• [DATA EXTRACT]
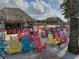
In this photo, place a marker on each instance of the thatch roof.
(15, 15)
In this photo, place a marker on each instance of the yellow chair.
(14, 46)
(51, 39)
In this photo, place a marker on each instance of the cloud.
(38, 10)
(13, 3)
(61, 1)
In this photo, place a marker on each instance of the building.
(15, 15)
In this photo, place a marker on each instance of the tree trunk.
(73, 42)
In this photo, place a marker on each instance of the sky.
(38, 9)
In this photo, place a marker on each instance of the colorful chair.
(51, 40)
(37, 44)
(63, 38)
(3, 53)
(14, 46)
(26, 44)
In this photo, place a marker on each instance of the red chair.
(19, 34)
(43, 35)
(62, 37)
(37, 44)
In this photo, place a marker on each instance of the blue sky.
(38, 9)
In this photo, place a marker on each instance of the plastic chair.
(14, 46)
(51, 40)
(26, 44)
(37, 44)
(3, 53)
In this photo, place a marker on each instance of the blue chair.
(26, 44)
(2, 48)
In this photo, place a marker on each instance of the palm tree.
(70, 9)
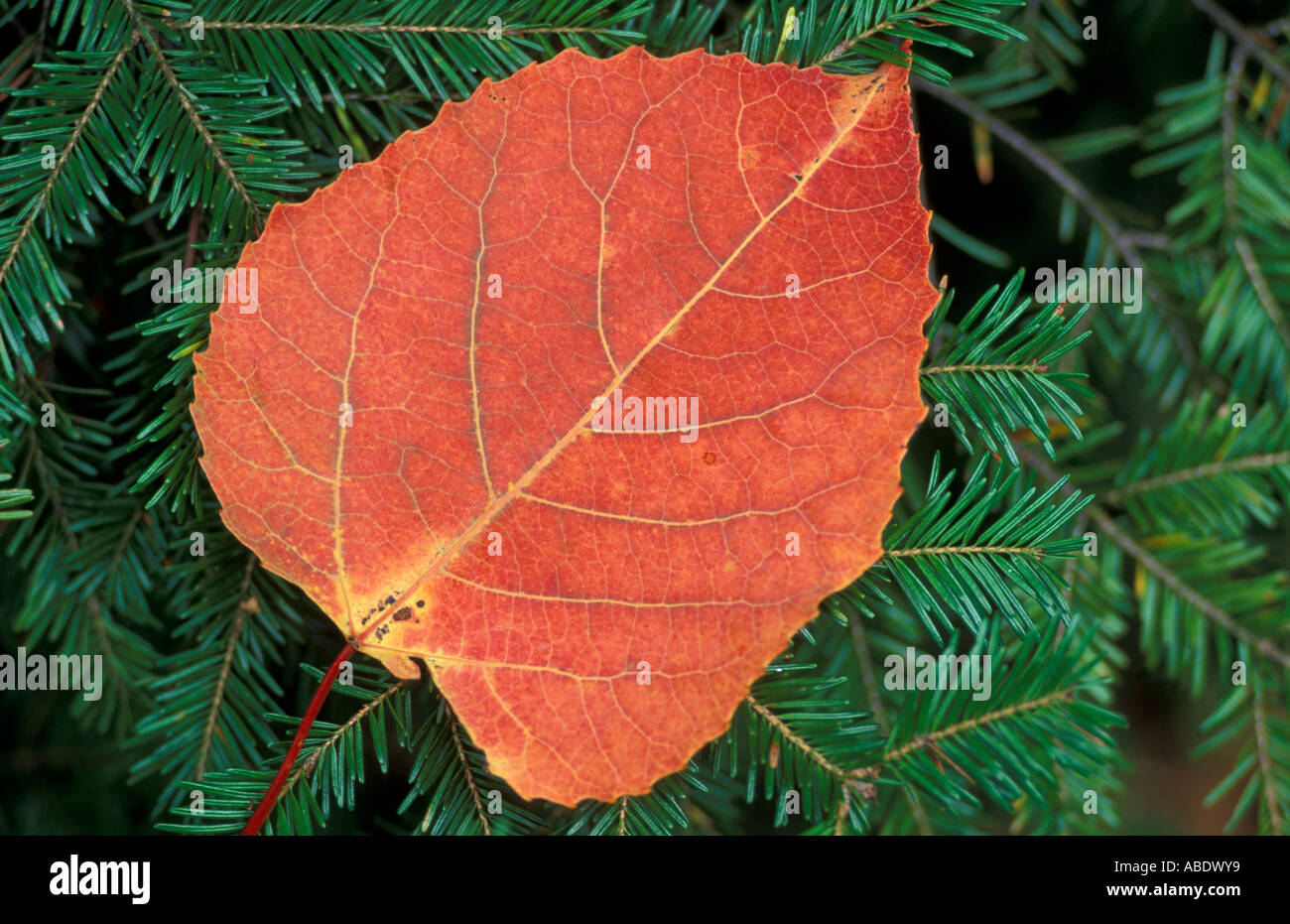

• [EXERCISE DIRECTIONS]
After locating the line that holds "of the cloud.", output exactly the lines from it through the last line of the material above, inclusive, without pictures.

• [WRITTEN SOLUTION]
In this photo, place a marker on each instance of the cloud.
(38, 10)
(13, 3)
(61, 1)
In this photo, place a marker on each instance of the building.
(15, 15)
In this photo, place a marker on each instance of the tree trunk.
(73, 42)
In this photo, place a marker on each instance of the sky.
(38, 9)
In this photo, place a marker on each instance of the colorful chair.
(51, 40)
(37, 44)
(63, 38)
(3, 53)
(14, 46)
(26, 44)
In this photo, place a marker on each instance of the red chair.
(19, 34)
(43, 35)
(62, 37)
(37, 44)
In this photo, place a marker on each instance of the blue sky.
(38, 9)
In this photo, place a marker on each instance of the plastic chair.
(14, 46)
(51, 40)
(26, 44)
(37, 44)
(3, 53)
In this photo, place a marker on each instance of the blue chair.
(26, 44)
(2, 48)
In this photo, place a marker on each instance of the palm tree.
(70, 9)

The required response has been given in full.